# 1998 mtd yardman help... A good blower?



## Snowbelt_subie (Dec 20, 2016)

I dont know much about these blowers but this looks like a great deal is this before MTD started cheapening up everything? 10 hp looks sturdy.

Model # 31AE6B3H401

https://akroncanton.craigslist.org/for/5969164907.html


----------



## sscotsman (Dec 8, 2010)

Pass..
even at $45, I wouldn't buy it.
Some things just arent worth it any price, even a cheap price, because you can do a LOT better.

Unless you are in the business of fixing them up and flipping them..in that case, sure, you could probably buy it for $45, fix things, if they are minor, then sell it for $100.
but if you want it for your own use, don't bother..
dont consider any 1990's or newer MTD for your own use.

Scot


----------



## Snowbelt_subie (Dec 20, 2016)

sscotsman said:


> Pass..
> even at $45, I wouldn't buy it.
> Some things just arent worth it any price, even a cheap price, because you can do a LOT better.
> 
> ...


Idk most working 2 stages in our area go for a minimum $150 let alone one with a 10HP tecumseh that isnt rusted out.


----------



## sscotsman (Dec 8, 2010)

well..if you need a snowblower immediately, and you can only afford $45..then sure, its better than nothing. (maybe, although it could be worse than nothing.)
But if your choices are:

a: This $45 MTD.
or.
b: a used 1960's, 70's or 80's Toro or Ariens for $100 to $250 that I might be able to find later.

go for "b"!  always..

We don't really know why you are considering this machine..
that is an important factor.

scot


----------



## Dauntae (Nov 10, 2016)

For $45 if the engine is good jump on it even if the blower is a mess, well if you plan to flip it anyway, but you could sell the engine alone for much more, have a blower and a wood chipper with that same engine and if they blow I'd look for a replacement engine, I'm not crazy about all these Chinese engines to replace the old Tec engines. If I was close I'd jump on it just to have the engine for backup


----------



## sscotsman (Dec 8, 2010)

Snowbelt_subie said:


> Idk most working 2 stages in our area go for a minimum $150


Sure..*good* used snowblower go for $150 minimum..that's a normal price.
(and on the low end for a quality used machine)

I paid $250 for my 1971 Ariens..best $250 I ever spent.
Nine years later, its still going strong.

The important factor here is: a used late 90's MTD is not a good snowblower..at any price.
I wouldn't take it if it was free..because It's not worth it to me even at that price.

So, why do you want it? 

Scot


----------



## Snowbelt_subie (Dec 20, 2016)

### PROBLEM SET:
**a.** Rewrite the snowblower thread from "(and on the" to "you want it?", inclusive, changing "Ariens" to "Craftsman".
**b.** Write the next part of the snowblower thread, picking up after its final line.
The items after this can be left aside.

### Excerpts of bounding box data:
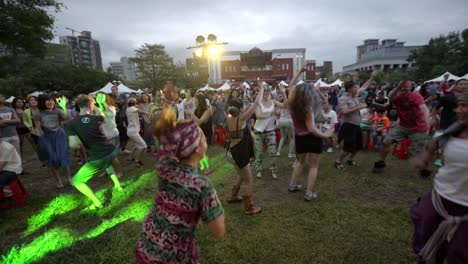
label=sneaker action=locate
[372,160,385,173]
[419,169,431,178]
[288,184,302,192]
[304,192,317,202]
[434,159,442,167]
[271,172,278,180]
[120,149,131,155]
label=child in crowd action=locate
[322,103,338,153]
[361,106,375,149]
[372,108,390,151]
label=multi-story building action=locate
[60,31,102,71]
[44,43,71,64]
[109,57,137,81]
[186,47,308,83]
[343,39,421,73]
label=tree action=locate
[0,0,63,95]
[409,29,468,80]
[130,43,175,88]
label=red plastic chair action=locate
[0,179,29,209]
[392,138,411,160]
[214,128,226,147]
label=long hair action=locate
[289,83,322,120]
[37,94,55,111]
[11,97,26,110]
[195,94,208,116]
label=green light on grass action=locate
[23,194,82,237]
[2,227,76,264]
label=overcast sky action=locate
[55,0,468,72]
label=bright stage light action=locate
[209,46,218,56]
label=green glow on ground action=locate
[1,172,156,264]
[2,227,76,264]
[23,194,82,238]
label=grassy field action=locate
[0,143,431,263]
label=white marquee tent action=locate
[197,84,216,92]
[216,81,231,92]
[425,72,460,83]
[89,82,136,96]
[314,79,331,87]
[330,79,344,86]
[5,96,15,104]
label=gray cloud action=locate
[52,0,468,71]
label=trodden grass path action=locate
[0,146,431,264]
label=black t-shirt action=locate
[65,115,115,160]
[437,94,457,129]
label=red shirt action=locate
[392,92,428,132]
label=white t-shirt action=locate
[175,99,185,121]
[323,110,338,128]
[0,141,22,174]
[102,106,119,139]
[254,102,275,132]
[434,137,468,206]
[127,106,140,136]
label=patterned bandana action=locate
[457,92,468,102]
[158,120,202,160]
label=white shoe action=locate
[120,149,131,155]
[271,172,278,180]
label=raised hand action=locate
[57,96,68,113]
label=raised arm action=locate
[358,71,377,94]
[239,86,264,121]
[289,65,307,103]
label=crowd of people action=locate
[0,68,468,263]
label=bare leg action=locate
[289,154,307,186]
[307,153,320,192]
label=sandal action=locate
[335,161,346,171]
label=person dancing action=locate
[135,106,225,263]
[227,86,263,214]
[410,92,468,263]
[33,95,71,188]
[66,94,122,210]
[288,66,333,201]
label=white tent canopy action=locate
[314,79,331,87]
[28,91,43,97]
[89,82,136,96]
[197,84,216,92]
[217,81,231,92]
[425,72,460,83]
[5,96,15,104]
[330,79,343,86]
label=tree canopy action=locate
[409,28,468,80]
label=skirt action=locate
[39,129,70,168]
[295,134,322,154]
[229,126,255,169]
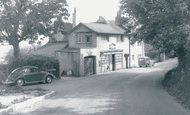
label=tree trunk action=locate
[13,43,20,68]
[176,46,190,71]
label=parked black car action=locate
[3,66,56,86]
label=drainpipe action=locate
[129,37,131,68]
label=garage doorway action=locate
[84,56,96,76]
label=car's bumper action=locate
[2,81,15,86]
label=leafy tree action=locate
[121,0,190,69]
[0,0,69,66]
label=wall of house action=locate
[130,42,145,67]
[69,26,97,48]
[57,51,80,76]
[80,35,129,75]
[97,35,129,68]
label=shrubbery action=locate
[8,54,59,77]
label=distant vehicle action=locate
[139,57,155,67]
[3,66,55,86]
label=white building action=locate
[56,17,144,76]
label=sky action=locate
[67,0,119,24]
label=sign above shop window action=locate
[109,43,116,49]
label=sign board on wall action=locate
[109,43,116,49]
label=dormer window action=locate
[101,35,109,42]
[76,33,92,43]
[86,35,92,43]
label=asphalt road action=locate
[17,61,190,115]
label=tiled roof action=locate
[82,22,125,34]
[32,42,68,57]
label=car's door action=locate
[25,68,44,82]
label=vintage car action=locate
[139,57,155,67]
[3,66,56,86]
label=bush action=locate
[8,55,59,77]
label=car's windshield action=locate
[7,68,27,80]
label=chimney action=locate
[73,8,77,27]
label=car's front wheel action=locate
[46,76,52,83]
[16,79,24,86]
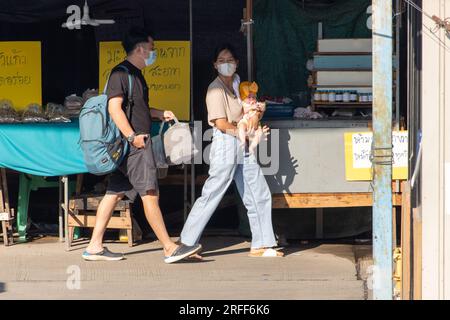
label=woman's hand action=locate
[248,116,259,134]
[161,110,175,121]
[132,134,148,149]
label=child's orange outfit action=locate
[237,81,266,153]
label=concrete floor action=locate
[0,237,365,300]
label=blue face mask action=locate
[144,50,156,66]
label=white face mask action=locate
[217,63,236,77]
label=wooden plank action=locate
[316,71,372,86]
[69,195,129,211]
[392,206,397,249]
[413,207,422,300]
[158,174,208,186]
[272,192,402,209]
[317,38,372,53]
[68,211,132,229]
[401,181,411,300]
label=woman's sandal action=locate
[248,248,284,258]
[185,253,203,261]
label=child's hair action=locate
[239,81,258,100]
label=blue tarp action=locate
[0,121,87,177]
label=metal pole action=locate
[58,177,64,242]
[372,0,393,300]
[245,0,253,81]
[63,176,70,250]
[188,0,195,221]
[395,0,402,131]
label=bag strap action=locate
[159,117,179,135]
[103,65,134,120]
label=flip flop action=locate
[248,248,284,258]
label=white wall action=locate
[422,0,450,299]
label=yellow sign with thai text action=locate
[0,41,42,110]
[344,131,408,181]
[99,41,191,120]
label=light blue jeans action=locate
[180,128,277,248]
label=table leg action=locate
[58,177,64,242]
[63,176,70,250]
[17,173,31,242]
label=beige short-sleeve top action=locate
[206,77,243,127]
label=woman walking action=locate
[180,45,283,257]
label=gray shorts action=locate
[106,139,158,202]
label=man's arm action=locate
[108,97,148,148]
[213,118,239,137]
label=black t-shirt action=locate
[106,60,152,134]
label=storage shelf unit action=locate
[311,39,372,110]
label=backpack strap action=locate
[103,65,134,120]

### RESPONSES TO THE TASKS:
**a.**
(and on the low end for a quality used machine)

I paid $250 for my 1971 Craftsman..best $250 I ever spent.
Nine years later, its still going strong.

The important factor here is: a used late 90's MTD is not a good snowblower..at any price.
I wouldn't take it if it was free..because It's not worth it to me even at that price.

So, why do you want it?

**b.**
sscotsman said:


> Sure..*good* used snowblower go for $150 minimum..that's a normal price.
> (and on the low end for a quality used machine)
> 
> I paid $250 for my 1971 Ariens..best $250 I ever spent.
> ...


i think i could get it in good working order pretty quick and sell for $200 without much problem. i agree ariens are the way to go for something to keep. i have already bought and sold 3 ariens 2 stages i got for around $100


----------



## sscotsman (Dec 8, 2010)

oh ok..if you are looking to fix it up and flip it, that totally changes the equation.
(you should have said that at the start!  )

in that case, sure, $45 is a good buy..assuming there isnt anything major wrong that will require too much money to fix.
I don't know about $200 though..In Western NY, which I don't think is any different than Cleveland, even in working order that's no more than a $100 to $150 machine..
but you could probably make *some* profit on it..

You might not get $200 until next November though..the "buying season" is just about over..unless a big blizzard hits! 
but if not, you might need to hold on to it until next fall..but still, for a flipper, $45 seems like a deal.

Scot


----------



## 43128 (Feb 14, 2014)

if it was in my area i would buy it pull the engine and part out the rest. those tecumsehs go for 150 all day long in my area


----------



## Snowbelt_subie (Dec 20, 2016)

sscotsman said:


> oh ok..if you are looking to fix it up and flip it, that totally changes the equation.
> (you should have said that at the start!  )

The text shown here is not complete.